Work to be completed: Please show all lines of the records that include "petal".
┏━━
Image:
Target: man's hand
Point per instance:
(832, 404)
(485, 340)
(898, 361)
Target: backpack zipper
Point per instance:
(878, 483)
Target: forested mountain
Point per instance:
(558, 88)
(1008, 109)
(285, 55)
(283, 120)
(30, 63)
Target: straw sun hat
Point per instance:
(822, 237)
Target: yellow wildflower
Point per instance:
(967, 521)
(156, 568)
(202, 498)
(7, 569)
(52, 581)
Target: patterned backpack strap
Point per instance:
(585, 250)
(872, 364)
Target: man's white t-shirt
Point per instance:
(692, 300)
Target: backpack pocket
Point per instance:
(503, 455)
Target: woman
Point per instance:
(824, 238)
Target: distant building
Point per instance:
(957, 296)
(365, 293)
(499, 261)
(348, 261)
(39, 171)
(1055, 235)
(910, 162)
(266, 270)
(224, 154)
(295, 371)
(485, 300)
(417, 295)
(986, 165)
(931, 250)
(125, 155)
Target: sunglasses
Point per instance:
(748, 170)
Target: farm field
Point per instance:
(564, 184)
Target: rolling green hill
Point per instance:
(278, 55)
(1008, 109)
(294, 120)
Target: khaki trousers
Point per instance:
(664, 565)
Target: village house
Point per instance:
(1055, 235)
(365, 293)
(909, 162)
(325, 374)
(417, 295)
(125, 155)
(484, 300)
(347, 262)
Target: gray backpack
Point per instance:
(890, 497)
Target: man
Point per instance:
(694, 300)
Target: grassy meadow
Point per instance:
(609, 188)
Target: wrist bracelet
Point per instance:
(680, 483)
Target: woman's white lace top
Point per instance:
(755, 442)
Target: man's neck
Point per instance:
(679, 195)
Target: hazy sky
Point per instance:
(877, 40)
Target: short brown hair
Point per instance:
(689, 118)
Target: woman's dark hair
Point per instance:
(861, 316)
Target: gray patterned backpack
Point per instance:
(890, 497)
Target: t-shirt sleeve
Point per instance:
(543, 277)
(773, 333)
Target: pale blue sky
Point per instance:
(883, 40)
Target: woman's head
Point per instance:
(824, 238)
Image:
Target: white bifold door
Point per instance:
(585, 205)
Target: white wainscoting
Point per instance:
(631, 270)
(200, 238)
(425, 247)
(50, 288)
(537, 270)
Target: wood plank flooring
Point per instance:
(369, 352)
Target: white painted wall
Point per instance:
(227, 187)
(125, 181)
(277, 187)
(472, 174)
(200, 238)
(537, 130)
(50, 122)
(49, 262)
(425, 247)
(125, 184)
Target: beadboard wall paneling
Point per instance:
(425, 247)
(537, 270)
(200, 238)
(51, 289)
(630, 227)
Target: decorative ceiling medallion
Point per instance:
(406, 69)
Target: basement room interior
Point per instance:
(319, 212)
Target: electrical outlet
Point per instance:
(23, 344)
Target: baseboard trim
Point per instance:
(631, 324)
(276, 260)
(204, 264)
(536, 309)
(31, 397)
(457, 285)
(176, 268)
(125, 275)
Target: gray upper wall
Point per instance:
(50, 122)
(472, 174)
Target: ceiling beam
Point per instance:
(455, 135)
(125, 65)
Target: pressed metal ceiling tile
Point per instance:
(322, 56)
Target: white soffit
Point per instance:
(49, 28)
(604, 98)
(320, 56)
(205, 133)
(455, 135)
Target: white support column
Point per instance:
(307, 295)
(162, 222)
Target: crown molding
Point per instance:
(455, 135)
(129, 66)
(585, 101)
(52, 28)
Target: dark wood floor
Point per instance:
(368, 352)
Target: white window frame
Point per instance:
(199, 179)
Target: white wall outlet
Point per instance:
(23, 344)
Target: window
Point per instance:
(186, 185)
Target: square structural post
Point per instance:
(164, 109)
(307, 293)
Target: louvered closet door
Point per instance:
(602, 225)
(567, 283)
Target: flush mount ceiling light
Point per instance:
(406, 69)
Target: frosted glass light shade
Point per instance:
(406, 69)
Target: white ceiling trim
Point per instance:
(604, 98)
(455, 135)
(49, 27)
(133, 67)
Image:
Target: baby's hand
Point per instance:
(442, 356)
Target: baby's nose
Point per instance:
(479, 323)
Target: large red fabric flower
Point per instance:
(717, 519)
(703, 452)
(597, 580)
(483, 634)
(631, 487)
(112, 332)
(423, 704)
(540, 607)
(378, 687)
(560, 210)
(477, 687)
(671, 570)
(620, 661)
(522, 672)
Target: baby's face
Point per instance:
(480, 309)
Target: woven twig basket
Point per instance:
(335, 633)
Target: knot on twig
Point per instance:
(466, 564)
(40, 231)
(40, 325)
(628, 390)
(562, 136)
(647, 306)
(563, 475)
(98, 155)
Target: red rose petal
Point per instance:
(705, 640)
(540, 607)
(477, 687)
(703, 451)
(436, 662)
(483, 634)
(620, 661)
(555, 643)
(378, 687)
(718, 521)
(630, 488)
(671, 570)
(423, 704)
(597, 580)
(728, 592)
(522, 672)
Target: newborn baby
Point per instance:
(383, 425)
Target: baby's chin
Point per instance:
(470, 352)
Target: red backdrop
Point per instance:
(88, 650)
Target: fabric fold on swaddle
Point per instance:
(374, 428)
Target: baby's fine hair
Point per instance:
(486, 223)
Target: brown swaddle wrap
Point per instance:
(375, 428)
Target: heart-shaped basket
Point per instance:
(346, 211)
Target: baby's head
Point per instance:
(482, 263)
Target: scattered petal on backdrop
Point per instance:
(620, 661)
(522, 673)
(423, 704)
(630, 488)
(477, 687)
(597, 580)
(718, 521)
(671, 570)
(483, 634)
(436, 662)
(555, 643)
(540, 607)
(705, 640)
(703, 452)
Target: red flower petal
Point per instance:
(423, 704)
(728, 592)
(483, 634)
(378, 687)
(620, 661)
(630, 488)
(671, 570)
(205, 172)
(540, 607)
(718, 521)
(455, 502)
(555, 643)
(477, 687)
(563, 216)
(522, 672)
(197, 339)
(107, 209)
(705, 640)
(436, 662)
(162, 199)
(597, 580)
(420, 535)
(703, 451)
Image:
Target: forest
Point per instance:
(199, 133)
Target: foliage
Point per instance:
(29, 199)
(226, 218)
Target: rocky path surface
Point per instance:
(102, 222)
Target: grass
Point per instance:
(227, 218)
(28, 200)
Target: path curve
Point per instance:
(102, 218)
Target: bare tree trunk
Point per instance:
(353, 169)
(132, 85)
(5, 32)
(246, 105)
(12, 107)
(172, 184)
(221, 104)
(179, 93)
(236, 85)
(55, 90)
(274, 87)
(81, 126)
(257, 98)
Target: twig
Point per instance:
┗━━
Output for this task:
Target: red rose petal
Target: scattered petal on backdrop
Target: red flower petal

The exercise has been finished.